____ RECORD EXCERPTS

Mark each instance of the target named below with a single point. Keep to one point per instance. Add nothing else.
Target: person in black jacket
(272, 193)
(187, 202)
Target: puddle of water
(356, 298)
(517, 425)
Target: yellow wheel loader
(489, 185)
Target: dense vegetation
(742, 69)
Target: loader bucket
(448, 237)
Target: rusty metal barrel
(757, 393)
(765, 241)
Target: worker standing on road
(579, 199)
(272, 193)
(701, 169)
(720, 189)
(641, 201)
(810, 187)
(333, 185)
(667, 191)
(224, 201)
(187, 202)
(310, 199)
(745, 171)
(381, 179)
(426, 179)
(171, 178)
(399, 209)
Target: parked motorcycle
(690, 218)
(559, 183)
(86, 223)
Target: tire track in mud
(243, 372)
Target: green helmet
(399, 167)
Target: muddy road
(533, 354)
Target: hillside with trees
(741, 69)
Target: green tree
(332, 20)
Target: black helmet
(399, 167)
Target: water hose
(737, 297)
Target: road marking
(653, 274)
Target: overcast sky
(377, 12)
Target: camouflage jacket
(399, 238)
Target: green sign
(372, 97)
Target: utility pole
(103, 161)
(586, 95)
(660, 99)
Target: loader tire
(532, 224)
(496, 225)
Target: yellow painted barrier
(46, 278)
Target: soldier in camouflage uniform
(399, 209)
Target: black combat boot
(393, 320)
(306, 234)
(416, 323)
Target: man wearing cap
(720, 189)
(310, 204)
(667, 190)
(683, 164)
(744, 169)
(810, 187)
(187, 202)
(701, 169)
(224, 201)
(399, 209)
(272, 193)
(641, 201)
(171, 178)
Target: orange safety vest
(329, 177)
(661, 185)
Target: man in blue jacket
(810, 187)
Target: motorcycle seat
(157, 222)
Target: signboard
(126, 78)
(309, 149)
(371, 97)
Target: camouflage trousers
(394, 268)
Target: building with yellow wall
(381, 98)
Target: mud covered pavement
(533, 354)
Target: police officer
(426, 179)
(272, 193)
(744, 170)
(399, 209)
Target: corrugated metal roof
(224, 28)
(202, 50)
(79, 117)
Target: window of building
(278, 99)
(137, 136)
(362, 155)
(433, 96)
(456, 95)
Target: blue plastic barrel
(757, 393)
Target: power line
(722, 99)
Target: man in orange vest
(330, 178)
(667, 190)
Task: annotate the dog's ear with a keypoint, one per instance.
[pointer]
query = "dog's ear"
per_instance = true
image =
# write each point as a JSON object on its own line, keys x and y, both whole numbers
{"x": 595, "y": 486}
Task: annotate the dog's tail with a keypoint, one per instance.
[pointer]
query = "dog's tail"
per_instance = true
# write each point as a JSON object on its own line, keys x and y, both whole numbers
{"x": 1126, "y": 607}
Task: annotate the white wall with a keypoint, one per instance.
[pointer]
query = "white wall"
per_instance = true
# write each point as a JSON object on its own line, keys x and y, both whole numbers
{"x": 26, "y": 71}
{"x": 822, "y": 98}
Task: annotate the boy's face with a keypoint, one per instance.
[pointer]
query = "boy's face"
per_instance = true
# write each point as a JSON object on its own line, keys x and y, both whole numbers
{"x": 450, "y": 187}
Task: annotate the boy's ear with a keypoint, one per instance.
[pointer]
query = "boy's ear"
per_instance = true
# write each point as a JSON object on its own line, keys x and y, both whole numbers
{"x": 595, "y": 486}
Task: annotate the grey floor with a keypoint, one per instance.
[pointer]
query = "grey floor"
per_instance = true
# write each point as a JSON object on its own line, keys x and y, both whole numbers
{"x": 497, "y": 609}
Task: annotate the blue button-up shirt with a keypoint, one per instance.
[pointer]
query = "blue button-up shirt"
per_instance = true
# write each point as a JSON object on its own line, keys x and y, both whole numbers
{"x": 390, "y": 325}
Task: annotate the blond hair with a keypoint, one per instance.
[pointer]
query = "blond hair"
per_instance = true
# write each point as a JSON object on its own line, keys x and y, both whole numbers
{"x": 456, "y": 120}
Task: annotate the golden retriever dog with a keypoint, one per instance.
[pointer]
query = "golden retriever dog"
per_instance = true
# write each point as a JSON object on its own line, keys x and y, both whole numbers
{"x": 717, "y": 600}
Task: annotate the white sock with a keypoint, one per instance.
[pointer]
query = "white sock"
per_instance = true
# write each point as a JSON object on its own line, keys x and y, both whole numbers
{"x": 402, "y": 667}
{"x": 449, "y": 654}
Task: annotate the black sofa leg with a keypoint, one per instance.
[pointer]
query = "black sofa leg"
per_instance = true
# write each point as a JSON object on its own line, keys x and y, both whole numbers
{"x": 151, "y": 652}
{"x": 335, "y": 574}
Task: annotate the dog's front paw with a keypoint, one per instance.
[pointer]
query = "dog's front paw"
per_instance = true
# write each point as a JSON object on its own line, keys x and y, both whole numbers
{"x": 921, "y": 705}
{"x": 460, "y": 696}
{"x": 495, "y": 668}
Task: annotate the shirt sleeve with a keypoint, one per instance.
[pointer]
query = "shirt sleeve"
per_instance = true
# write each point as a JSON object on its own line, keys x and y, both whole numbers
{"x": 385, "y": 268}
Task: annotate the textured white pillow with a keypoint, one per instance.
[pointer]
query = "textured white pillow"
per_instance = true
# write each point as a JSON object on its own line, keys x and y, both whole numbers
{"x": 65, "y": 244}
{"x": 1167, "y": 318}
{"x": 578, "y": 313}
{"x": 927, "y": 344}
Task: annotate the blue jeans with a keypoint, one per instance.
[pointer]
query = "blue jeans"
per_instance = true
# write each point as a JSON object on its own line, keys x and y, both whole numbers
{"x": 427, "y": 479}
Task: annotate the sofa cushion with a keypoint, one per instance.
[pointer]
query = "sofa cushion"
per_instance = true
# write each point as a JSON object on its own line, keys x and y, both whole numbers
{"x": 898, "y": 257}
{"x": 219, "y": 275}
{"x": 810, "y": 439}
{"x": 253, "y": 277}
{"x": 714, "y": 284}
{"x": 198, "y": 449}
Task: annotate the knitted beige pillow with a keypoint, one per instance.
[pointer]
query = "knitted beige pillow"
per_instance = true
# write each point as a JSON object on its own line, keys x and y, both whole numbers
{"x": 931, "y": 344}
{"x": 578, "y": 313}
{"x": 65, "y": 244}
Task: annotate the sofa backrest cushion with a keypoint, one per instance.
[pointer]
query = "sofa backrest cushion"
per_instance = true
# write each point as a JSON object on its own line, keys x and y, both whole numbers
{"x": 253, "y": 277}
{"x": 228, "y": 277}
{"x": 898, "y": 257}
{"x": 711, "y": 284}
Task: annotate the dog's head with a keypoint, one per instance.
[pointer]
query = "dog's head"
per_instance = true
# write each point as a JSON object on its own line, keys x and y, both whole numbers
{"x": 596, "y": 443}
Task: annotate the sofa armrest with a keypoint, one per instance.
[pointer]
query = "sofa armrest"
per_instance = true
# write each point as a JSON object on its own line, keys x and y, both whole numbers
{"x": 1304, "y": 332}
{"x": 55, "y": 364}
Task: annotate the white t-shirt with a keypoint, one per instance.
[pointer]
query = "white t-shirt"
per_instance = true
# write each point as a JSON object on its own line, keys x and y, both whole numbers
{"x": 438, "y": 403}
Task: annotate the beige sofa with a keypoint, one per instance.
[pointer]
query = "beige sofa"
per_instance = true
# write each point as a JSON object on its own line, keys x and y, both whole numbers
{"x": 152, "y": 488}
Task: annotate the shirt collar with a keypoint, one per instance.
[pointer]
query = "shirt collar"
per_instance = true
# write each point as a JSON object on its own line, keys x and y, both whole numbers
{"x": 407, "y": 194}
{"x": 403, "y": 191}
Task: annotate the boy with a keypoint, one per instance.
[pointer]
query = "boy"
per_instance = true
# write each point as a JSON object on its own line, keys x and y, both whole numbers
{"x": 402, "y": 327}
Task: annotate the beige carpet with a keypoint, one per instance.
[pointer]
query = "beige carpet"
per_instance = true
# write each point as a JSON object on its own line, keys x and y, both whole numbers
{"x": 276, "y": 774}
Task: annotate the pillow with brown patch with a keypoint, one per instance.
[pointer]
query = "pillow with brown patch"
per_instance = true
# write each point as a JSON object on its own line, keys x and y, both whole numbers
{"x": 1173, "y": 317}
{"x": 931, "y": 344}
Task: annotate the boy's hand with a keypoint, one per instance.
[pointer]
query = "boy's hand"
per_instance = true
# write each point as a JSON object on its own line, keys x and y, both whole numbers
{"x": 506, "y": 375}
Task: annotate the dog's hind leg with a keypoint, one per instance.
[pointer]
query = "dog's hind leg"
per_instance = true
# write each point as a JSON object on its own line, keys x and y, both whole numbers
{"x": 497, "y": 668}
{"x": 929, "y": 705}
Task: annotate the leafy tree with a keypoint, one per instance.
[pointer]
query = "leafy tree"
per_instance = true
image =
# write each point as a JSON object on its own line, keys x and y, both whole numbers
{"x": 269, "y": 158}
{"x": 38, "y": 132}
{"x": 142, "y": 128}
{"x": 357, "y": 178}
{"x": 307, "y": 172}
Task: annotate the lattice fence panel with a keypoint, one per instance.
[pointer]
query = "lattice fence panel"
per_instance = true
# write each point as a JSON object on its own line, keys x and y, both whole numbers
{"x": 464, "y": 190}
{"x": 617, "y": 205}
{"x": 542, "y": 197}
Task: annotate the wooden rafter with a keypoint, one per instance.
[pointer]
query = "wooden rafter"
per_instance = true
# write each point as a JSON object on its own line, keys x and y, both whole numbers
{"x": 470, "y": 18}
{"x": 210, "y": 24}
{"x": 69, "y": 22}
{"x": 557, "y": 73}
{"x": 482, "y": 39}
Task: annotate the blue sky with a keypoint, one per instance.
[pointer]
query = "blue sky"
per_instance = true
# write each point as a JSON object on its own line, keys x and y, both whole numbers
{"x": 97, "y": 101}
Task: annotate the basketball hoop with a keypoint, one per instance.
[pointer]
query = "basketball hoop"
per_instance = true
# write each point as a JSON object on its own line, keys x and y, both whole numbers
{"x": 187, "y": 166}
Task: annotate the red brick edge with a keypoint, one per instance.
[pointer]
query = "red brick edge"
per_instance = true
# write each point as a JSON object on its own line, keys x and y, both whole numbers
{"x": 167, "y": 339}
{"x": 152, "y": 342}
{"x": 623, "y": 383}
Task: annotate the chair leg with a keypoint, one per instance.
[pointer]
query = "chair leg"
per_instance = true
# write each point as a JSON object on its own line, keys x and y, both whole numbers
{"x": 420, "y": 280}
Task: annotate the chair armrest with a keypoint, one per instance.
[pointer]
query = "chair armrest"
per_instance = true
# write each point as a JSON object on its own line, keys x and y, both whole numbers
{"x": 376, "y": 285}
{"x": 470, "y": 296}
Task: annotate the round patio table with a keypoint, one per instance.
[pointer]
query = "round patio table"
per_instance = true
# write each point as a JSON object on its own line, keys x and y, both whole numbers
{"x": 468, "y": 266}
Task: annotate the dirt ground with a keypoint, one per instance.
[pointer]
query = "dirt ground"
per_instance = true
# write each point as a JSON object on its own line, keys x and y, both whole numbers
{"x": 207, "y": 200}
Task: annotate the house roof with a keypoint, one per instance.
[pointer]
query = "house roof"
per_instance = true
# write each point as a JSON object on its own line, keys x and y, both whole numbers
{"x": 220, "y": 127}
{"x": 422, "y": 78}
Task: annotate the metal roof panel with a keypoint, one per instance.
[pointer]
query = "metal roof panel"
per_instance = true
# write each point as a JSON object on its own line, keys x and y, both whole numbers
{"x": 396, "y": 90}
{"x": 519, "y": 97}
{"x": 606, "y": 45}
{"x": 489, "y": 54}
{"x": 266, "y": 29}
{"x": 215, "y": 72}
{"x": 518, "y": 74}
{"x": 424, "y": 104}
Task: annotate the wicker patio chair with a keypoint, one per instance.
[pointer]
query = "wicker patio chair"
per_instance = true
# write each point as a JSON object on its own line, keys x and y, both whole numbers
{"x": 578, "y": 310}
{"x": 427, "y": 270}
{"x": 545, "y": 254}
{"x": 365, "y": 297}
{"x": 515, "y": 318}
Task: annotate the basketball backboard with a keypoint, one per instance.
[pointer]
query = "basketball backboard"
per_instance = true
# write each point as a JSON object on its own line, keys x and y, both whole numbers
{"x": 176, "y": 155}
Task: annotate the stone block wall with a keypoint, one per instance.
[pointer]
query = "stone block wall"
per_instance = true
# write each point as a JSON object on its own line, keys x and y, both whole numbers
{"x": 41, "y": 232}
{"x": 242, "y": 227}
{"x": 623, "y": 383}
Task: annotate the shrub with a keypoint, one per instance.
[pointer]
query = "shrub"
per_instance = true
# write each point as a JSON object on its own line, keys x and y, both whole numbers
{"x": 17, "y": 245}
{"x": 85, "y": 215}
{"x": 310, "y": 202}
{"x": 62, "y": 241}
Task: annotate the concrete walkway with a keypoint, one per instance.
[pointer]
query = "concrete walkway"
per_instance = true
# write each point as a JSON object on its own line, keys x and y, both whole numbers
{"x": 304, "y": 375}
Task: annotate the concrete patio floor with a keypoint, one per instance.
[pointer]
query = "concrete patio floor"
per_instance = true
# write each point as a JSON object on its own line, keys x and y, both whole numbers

________

### ASSIGNED TASK
List each line of the records that holds the string "wooden".

### REPLY TO THE EXERCISE
Task: annotate the wooden rafter with a keypoint, one per instance.
query = "wooden rafter"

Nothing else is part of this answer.